• **Source document**
•••••
# OPPO 105 vs High -End AV recievers ??



## randyc1 (Jul 20, 2011)

Do any High -End AV recievers have the same advantages like ,...Video-Upscaling , Audio DAC comparible to the OPPO 105 ??? ..., If so would'nt it be usless to get let's say the OPPO 105 oppossed to the 83 ?


----------



## hjones4841 (Jan 21, 2009)

I have read differing opinions on the predecessors - the 93 vs. the 95. Some members can hear the difference between audio decoding in the 95 vs. the AVR, some cannot. I bought the 93 because I am old enough that I doubt that I could hear the difference.

As for video upscaling, I suppose it depends on the AVR and the display device as to which one would perform better. Many reviewers prefer the Oppo's upscaling for SD programs like DVDs. I doubt many would see the difference in blu rays and HDTV.

I tried running the separate HDMI output of my Oppo 93 to my Panasonic '8000 projector. I really could not tell the difference between it and running the Oppo's output thru my Denon AVR-A100 (anniversary edition of the 4311). Plus, the direct connection does not display the on screen info from the Denon. But, again, younger eyes may see a difference.


----------



## Jungle Jack (Jul 28, 2009)

randyc1 said:


> Do any High -End AV recievers have the same advantages like ,...Video-Upscaling , Audio DAC comparible to the OPPO 105 ??? ..., If so would'nt it be usless to get let's say the OPPO 105 oppossed to the 83 ?


Hello,
Many AVR's actually use the same Video Processor as in the OPPO in the Marvell Qdeo. Many Onkyo use Qdeo and the upper level models use a tandem of HQV Vida and Marvell Qdeo with Vida handling the majority of VP.

Yamaha also uses the HQV Vida in the Aventage A3000/3010/3020 and when Audioholics reviewed the A3000, it scored a perfect score which is unheard of considering just how extensive Audioholics Video Bench Test is.

Most upper end AVR's use very high quality DAC's, but the OPPO BDP-95 and 105 are in a class of themselves with the use of the ESS Sabre DAC which is not used in any AVR/SSP that I am aware of.
Cheers,
AD


----------



## randyc1 (Jul 20, 2011)

Thanks Jungle jack ! 

So the real advantage is the DAC ! 

I wonder how much of an Audible difference there could actually be from a Quality DAC in a HighEnd Av reciever ??


----------



## ALMFamily (Oct 19, 2011)

Randy,

A very telling sign for me - at AXPONA this past weekend, probably a third or so of the exhibitors were using an OPPO for a source. 

Definitely think you would not go wrong with the 105.


----------



## randyc1 (Jul 20, 2011)

To bad there are'nt any blind shootouts of different players to compare Audible SQ !


----------



## tonyvdb (Sep 5, 2007)

True the DAC is a big selling point but keep in mind that if you are using it for BluRay playback through HDMI its highly unlikely that there will be an audible or visual difference as the A/V signal stays untouched. For DVD and CD playback its a different story the Oppo players excel in that regard Plus they are so well built.


----------



## KelvinS1965 (Feb 6, 2011)
•••••
• **Given task A**
What do these three questions have as answers in the forum thread? Answer each on its own line, marked (i), (ii), (iii).
(i) To which projector did hjones4841 run the separate HDMI output of the Oppo 93?
(ii) Which DAC does Jungle Jack say the OPPO BDP-95 and 105 use?
(iii) At what event did ALMFamily see about a third of the exhibitors using an OPPO as a source?
The forum thread above and the listing below are unrelated to each other.

• **Extracted entries**
•••••
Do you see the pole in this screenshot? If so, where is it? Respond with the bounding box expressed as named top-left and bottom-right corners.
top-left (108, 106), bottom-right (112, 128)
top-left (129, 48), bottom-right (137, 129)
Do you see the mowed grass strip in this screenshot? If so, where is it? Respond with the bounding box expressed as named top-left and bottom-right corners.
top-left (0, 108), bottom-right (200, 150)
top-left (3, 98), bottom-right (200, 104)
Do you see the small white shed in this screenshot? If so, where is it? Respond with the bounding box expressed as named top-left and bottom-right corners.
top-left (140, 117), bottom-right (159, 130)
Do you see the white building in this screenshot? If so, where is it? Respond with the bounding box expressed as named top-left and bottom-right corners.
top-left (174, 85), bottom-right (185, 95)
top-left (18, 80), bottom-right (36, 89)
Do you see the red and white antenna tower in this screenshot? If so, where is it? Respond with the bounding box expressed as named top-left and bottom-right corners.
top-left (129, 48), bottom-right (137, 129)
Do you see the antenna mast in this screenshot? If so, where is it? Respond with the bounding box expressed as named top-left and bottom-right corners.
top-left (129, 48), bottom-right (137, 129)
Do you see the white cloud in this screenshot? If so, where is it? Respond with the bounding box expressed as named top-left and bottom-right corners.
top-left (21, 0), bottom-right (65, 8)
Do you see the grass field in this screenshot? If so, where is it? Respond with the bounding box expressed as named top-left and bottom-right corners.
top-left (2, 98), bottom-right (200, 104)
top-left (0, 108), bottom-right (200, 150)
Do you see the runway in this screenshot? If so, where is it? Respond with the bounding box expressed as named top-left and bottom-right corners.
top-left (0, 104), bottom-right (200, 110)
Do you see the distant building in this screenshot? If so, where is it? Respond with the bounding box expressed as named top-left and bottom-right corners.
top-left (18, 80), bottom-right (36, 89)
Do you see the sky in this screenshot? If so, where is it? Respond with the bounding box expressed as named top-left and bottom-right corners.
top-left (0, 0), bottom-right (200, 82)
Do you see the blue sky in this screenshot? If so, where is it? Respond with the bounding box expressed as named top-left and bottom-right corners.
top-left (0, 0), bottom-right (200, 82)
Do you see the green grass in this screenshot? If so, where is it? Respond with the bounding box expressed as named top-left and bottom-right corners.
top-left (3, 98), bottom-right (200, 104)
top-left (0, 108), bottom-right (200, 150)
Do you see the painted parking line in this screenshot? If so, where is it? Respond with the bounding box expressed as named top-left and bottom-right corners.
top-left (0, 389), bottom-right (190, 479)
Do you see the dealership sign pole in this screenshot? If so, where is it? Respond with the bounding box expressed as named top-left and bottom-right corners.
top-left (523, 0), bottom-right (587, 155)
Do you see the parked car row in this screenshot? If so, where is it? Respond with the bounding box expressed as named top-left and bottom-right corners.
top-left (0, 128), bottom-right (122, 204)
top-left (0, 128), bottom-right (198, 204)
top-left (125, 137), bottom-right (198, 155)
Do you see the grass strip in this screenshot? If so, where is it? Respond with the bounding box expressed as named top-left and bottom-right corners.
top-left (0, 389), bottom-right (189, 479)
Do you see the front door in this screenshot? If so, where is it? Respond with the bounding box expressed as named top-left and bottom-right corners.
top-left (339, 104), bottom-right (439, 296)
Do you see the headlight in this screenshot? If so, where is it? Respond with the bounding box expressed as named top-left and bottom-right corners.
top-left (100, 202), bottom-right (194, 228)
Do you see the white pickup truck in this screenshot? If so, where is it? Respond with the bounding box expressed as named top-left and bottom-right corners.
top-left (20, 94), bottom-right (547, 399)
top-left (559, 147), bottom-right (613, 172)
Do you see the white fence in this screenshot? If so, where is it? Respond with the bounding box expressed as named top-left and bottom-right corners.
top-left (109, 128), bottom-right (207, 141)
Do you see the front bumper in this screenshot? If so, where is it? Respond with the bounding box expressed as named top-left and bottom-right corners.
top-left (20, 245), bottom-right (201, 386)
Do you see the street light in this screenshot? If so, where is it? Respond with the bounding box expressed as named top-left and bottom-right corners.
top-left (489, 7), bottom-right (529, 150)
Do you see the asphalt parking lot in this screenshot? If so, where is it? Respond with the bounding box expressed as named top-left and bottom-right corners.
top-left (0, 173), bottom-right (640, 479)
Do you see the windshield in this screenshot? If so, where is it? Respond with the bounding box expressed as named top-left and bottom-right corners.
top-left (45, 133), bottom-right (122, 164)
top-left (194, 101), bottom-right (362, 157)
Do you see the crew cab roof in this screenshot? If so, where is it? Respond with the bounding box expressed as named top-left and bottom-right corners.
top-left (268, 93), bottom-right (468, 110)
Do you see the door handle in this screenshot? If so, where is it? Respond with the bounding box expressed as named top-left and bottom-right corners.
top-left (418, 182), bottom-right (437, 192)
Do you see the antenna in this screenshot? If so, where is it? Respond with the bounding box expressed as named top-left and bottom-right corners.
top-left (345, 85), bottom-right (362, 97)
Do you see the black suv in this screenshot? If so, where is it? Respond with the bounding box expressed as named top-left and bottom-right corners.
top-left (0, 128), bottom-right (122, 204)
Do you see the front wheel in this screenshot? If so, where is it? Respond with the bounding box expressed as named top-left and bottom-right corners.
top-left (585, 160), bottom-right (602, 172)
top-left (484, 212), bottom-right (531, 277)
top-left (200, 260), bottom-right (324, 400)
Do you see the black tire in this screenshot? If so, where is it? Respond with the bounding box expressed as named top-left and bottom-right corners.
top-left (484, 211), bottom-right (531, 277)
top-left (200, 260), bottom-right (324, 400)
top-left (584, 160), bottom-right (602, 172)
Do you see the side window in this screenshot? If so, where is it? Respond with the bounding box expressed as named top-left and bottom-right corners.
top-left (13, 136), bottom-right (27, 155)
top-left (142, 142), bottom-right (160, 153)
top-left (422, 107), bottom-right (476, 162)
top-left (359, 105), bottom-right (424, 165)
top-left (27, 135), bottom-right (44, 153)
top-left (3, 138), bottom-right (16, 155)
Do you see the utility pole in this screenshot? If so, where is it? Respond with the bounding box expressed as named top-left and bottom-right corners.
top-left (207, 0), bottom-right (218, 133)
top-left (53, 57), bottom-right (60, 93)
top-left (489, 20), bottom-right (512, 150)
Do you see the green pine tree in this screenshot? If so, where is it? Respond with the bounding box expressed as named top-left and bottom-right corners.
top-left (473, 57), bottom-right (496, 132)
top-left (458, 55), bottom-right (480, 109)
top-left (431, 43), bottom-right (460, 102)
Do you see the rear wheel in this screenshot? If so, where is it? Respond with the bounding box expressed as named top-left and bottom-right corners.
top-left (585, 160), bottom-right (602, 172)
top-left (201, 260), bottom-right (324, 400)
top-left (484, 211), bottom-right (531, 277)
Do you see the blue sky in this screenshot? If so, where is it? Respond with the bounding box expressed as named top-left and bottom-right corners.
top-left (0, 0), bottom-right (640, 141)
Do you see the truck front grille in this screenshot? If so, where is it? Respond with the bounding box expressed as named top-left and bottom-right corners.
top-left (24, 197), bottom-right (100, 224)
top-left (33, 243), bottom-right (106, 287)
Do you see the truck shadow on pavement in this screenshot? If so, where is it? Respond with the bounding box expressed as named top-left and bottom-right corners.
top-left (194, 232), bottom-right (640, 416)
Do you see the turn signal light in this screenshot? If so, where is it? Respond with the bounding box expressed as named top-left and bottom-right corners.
•••••
• **Given task B**
Can you rewrite everything in the listing, from the line that contains "Do you see the crew" down to the line that contains "top-left (584, 160), bottom-right (602, 172)", as a Markdown table with the columns Number and Record line, leaving out any blank lines?

• **Complete response A**
(i) A Panasonic '8000 projector.
(ii) The ESS Sabre DAC.
(iii) AXPONA.

• **Complete response B**
| Number | Record line |
|---|---|
| 1 | Do you see the crew cab roof in this screenshot? If so, where is it? Respond with the bounding box expressed as named top-left and bottom-right corners. |
| 2 | top-left (268, 93), bottom-right (468, 110) |
| 3 | Do you see the door handle in this screenshot? If so, where is it? Respond with the bounding box expressed as named top-left and bottom-right corners. |
| 4 | top-left (418, 182), bottom-right (437, 192) |
| 5 | Do you see the antenna in this screenshot? If so, where is it? Respond with the bounding box expressed as named top-left and bottom-right corners. |
| 6 | top-left (345, 85), bottom-right (362, 97) |
| 7 | Do you see the black suv in this screenshot? If so, where is it? Respond with the bounding box expressed as named top-left and bottom-right corners. |
| 8 | top-left (0, 128), bottom-right (122, 204) |
| 9 | Do you see the front wheel in this screenshot? If so, where is it? Respond with the bounding box expressed as named top-left and bottom-right corners. |
| 10 | top-left (585, 160), bottom-right (602, 172) |
| 11 | top-left (484, 212), bottom-right (531, 277) |
| 12 | top-left (200, 260), bottom-right (324, 400) |
| 13 | Do you see the black tire in this screenshot? If so, where is it? Respond with the bounding box expressed as named top-left and bottom-right corners. |
| 14 | top-left (484, 211), bottom-right (531, 277) |
| 15 | top-left (200, 260), bottom-right (324, 400) |
| 16 | top-left (584, 160), bottom-right (602, 172) |